— What to work on —
#1 Edit the child welfare text between "What changes, it" and "with caring adults?", inclusive, so that "after-school programs" becomes "after-school services".
#2 List every consequence of repealing the Affordable Care and Patient Protection Act that the child welfare text names.

— Extract —
Issues and Statistics
To learn more, please visit www.everychildmattersli.org.
Child Abuse and Neglect Statistics
- Every 50 minutes a case of child abuse and neglect is reported on Long Island
- In 2001, the New York State Central Register received 149,892 reports.
- Annually in the United States, there are 3 million confirmed reports of child abuse, meaning that about 15 out of every 1,000 children in the United States are confirmed victims of abuse or neglect.
How would you ensure the safety and well-being of every child?
If elected, what would you do to help protect and treat every child who is at rick and work to prevent future abuse and neglect?
The House of Representatives voted to repeal the Affordable Care and Patient Protection Act for the 33rd time. Repeal would have a harmful impact on the care children are now receiving and will receive in the future.
What would repeal mean?
- A Return of Pre-existing Coverage Exclusions for Children
- A Reduction in Coverage through the Children’s Health Insurance Program
- End to the Pediatric Benefit Package that Includes Oral and Vision Coverage for all Children
- An End of the Effort to Improve Quality of Care for Children
- A Denial of Coverage to Families without Employer-Based Care
- A Return of Lifetime Caps on Coverage
- An End to the Extension of Coverage up to the Age of 26
Why should your representative support the Healthcare Reform?
- High quality pre-school increases a child’s chances of success in school and in life. Children who attend are less likely to be held back a grade or need special education. They have higher earning as adults and are less likely to commit crime.
- 90% of a child’s brain is developed by the age of 5.
- Early Head Start for infants and toddler under 3, serves only 1 in 20 of those eligible.
What will you do to ensure that every child has access to high quality pre-school education?
How would you help pre-school programs attract, hire and retain well educated pre-school teachers?
What changes, it any, would you make to the Head Start Program?
- Most youth crimes are committed between the hours of 3pm and 6 pm.
- 92% of Long Island’s elementary school children are not in after-school programs. Among middle schoolers, 77% are not in after-school programs.
- More than 50 youth agencies lost 7.3 million dollars in funding due to cuts in Nassau County.
What steps will you take to ensure that after-school programs are of high quality and serve all children?
In your opinion, what are the appropriate roles of federal, state, and local governments in supporting activities and connecting children and youth with caring adults?
Do you believe that public after school services are important?
- On Long Island, the cost of child care increases approximately $468 per year.The average family on Long Island spends approximately $15,444 per year for an infant, $13,000 for a toddler and $13,624 for a school-age child.
- For Long Island families with children under 5 years old, 46% are in preschool or childcare.

— Source material —
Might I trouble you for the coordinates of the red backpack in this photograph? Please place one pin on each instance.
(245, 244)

— Replies —
#1
What changes, it any, would you make to the Head Start Program?
- Most youth crimes are committed between the hours of 3pm and 6 pm.
- 92% of Long Island’s elementary school children are not in after-school services. Among middle schoolers, 77% are not in after-school services.
- More than 50 youth agencies lost 7.3 million dollars in funding due to cuts in Nassau County.
What steps will you take to ensure that after-school services are of high quality and serve all children?
In your opinion, what are the appropriate roles of federal, state, and local governments in supporting activities and connecting children and youth with caring adults?

#2
- A Return of Pre-existing Coverage Exclusions for Children
- A Reduction in Coverage through the Children’s Health Insurance Program
- End to the Pediatric Benefit Package that Includes Oral and Vision Coverage for all Children
- An End of the Effort to Improve Quality of Care for Children
- A Denial of Coverage to Families without Employer-Based Care
- A Return of Lifetime Caps on Coverage
- An End to the Extension of Coverage up to the Age of 26